There are a lot of moving parts to today's movement, and most of them working in synergy to benefit bond markets. The day began with Greece getting their list of reforms submitted to the Eurogroup overnight. This made for a moderate amount of weakness as markets assumed it would be approved (because the fact that Greece was getting a sneak peak at how the document would be received is the only good explanation for their delay in submitting it yesterday). The most important part of the market reaction was the fact that European bond markets continued to hold their supportive ceiling.
That paved the way for US bond markets to continue tightening back up to German Bunds--a process that began last Wednesday, but that got a healthy dose of confirmation yesterday. All that remained was to rule out any negative surprises from Yellen's congressional testimony.
As the testimony Q&A progressed, bonds inched into stronger territory, staging right on the important technical level at 2.04. Milliseconds after Shelby began bringing the testimony to a close, bonds were off to the races, making today the strongest since late January. 10's are down to 1.99 and Fannie 3.0s are up nearly half a point to 101-27.

※ ※ ※

*Stated exercise*. In the bond market commentary, what price did Fannie 3.0s reach? The listing that follows has no connection to the bond market commentary.

※ ※ ※

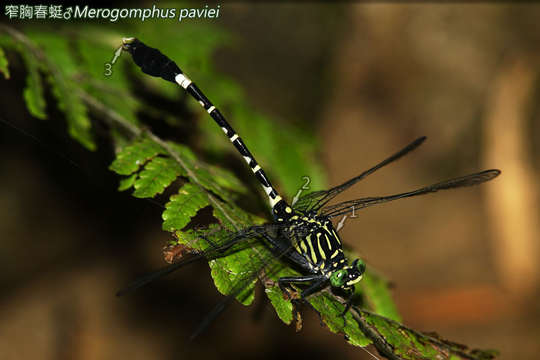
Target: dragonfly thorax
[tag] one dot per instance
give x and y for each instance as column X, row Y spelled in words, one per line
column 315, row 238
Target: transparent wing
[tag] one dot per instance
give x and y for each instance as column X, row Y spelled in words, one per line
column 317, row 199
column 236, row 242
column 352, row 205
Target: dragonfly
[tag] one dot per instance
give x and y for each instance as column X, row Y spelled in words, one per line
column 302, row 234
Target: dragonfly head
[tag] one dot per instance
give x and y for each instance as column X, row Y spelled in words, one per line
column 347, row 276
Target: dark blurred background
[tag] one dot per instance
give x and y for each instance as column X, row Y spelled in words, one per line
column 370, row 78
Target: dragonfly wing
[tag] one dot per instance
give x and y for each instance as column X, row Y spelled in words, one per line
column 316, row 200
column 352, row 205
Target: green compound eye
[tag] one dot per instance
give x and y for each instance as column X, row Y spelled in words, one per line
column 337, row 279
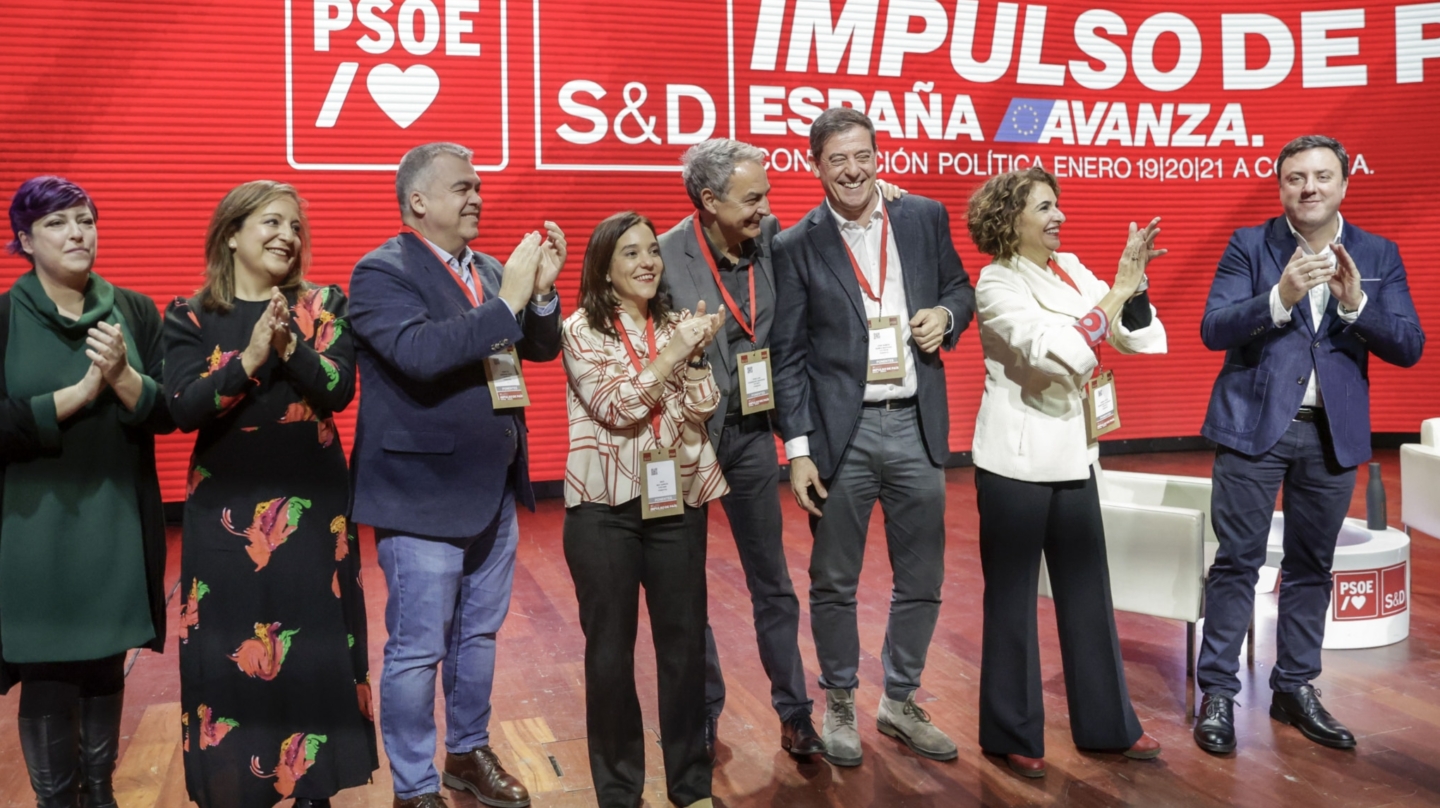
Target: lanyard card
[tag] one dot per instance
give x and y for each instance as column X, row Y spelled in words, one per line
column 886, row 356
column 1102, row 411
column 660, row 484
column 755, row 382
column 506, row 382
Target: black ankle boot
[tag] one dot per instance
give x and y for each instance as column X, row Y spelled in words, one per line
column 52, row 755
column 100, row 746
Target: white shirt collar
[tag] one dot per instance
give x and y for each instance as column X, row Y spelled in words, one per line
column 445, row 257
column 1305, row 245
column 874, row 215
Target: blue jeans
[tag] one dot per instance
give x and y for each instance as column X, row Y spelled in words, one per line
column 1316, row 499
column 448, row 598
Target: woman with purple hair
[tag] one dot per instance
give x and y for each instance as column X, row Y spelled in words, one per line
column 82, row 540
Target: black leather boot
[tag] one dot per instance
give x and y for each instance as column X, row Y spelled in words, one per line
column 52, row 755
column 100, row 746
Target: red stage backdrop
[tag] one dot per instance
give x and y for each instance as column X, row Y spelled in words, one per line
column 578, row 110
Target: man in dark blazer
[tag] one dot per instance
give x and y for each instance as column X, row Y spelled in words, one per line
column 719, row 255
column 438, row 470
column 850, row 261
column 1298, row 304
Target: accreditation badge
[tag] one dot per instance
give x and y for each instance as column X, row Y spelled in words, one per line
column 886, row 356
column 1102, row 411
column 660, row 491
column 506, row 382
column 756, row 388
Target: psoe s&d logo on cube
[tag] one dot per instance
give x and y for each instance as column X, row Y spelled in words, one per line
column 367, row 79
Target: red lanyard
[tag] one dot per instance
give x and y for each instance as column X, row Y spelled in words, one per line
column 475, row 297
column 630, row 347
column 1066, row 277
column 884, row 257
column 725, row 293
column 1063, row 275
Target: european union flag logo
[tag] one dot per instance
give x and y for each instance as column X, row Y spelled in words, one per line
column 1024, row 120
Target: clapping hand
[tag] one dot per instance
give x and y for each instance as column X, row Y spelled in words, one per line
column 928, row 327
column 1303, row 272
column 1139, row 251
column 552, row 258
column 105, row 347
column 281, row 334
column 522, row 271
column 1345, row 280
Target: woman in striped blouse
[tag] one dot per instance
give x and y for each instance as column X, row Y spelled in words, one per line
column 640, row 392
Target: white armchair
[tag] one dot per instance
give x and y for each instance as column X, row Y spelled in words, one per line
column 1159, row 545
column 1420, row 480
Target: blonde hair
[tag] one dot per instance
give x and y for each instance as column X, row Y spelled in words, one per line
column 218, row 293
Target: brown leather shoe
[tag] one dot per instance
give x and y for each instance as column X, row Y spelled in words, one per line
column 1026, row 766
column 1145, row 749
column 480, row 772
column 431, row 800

※ ※ ※

*Right answer*. Fannie 3.0s rose nearly half a point to 101-27.